Start of Material for this task

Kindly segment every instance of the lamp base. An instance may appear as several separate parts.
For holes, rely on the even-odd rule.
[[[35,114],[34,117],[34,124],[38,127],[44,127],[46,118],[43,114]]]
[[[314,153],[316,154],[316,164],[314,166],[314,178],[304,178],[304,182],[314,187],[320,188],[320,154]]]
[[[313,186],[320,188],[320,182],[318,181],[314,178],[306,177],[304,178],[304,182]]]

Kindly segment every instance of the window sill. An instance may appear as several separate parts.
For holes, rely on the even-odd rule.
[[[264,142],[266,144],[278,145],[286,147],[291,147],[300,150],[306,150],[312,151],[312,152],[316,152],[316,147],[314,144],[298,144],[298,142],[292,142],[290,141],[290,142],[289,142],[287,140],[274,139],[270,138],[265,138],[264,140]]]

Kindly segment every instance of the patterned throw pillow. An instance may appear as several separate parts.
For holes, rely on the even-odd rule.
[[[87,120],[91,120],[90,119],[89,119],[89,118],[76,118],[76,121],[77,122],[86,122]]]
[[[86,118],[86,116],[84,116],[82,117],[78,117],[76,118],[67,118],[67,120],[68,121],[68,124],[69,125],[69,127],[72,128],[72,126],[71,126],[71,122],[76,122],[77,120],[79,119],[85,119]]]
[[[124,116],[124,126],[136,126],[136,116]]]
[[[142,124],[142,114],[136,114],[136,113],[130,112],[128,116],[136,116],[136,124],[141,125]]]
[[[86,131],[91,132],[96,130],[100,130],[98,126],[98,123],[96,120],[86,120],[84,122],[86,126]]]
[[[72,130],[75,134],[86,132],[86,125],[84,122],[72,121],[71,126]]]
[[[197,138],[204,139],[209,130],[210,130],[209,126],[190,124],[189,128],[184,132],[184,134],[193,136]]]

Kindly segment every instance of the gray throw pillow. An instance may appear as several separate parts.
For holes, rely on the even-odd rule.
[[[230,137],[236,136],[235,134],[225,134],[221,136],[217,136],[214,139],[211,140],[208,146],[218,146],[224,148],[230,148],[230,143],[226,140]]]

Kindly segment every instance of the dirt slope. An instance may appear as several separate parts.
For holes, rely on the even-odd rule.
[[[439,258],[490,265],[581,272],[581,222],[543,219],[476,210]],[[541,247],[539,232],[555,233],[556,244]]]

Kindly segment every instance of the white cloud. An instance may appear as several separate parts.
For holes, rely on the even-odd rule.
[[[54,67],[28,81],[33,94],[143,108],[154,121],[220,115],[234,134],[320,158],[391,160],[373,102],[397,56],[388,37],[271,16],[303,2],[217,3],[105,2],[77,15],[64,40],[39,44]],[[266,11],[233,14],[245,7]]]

End of Material for this task

→ Given task
Rewrite these records with "throw pillow" swapped for "cushion" everywhere it occurs, and leave every other part unchanged.

→ Response for this exercise
Kindly segment every instance of the lamp base. An instance may appear as several separate parts.
For holes, rely on the even-odd rule.
[[[35,114],[34,117],[34,124],[38,127],[44,127],[46,118],[43,114]]]
[[[314,153],[316,154],[316,164],[314,166],[314,178],[304,178],[304,182],[314,187],[320,188],[320,154]]]
[[[313,186],[320,188],[320,182],[318,181],[314,178],[306,177],[304,178],[304,182]]]

Kindly segment every instance of the window sill. An instance may appear as several separate parts.
For holes, rely on the even-odd rule.
[[[264,142],[266,144],[278,145],[286,147],[291,147],[300,150],[306,150],[312,151],[312,152],[316,152],[316,147],[314,144],[298,144],[298,142],[292,142],[290,141],[290,142],[289,142],[287,140],[274,139],[270,138],[265,138],[264,140]]]

Kindly segment every instance of the patterned cushion. An instance may appear as several separate parts.
For holes, rely on the even-odd rule.
[[[87,120],[91,120],[90,119],[89,119],[89,118],[76,118],[76,121],[77,122],[86,122]]]
[[[86,118],[86,116],[84,116],[82,117],[78,117],[76,118],[67,118],[67,120],[68,121],[68,124],[69,125],[69,127],[72,128],[72,126],[71,126],[71,122],[76,122],[77,120],[79,119],[85,119]]]
[[[124,116],[124,126],[136,126],[136,116]]]
[[[142,124],[142,114],[136,114],[136,113],[130,112],[128,116],[136,116],[136,124],[141,125]]]
[[[86,131],[91,132],[96,130],[100,130],[98,126],[98,123],[96,120],[86,120],[84,122],[86,126]]]
[[[72,130],[75,134],[86,132],[86,125],[84,122],[72,121],[71,126]]]
[[[197,138],[204,139],[209,130],[210,130],[209,126],[190,124],[189,128],[184,132],[184,134],[193,136]]]

Kindly segment every instance of the gray cushion. An instance may appear as several separate parts.
For holes, rely on the even-odd rule.
[[[230,137],[236,136],[235,134],[225,134],[221,136],[217,136],[214,139],[211,140],[208,146],[218,146],[224,148],[230,148],[230,143],[226,140]]]

Kindly segment every instance of the dirt slope. An instance may appear as several separate parts.
For holes, rely on the even-odd rule.
[[[439,258],[490,265],[581,272],[581,222],[543,219],[476,210]],[[541,247],[539,232],[555,233],[556,244]]]

Kindly segment every instance of the white cloud. An instance may appear as several separate parts.
For holes, rely on the even-odd rule.
[[[54,67],[28,81],[33,94],[143,108],[154,121],[220,115],[234,134],[320,158],[391,160],[373,102],[397,56],[388,37],[271,16],[303,2],[217,3],[105,2],[77,15],[64,40],[39,44]],[[266,11],[233,14],[245,7]]]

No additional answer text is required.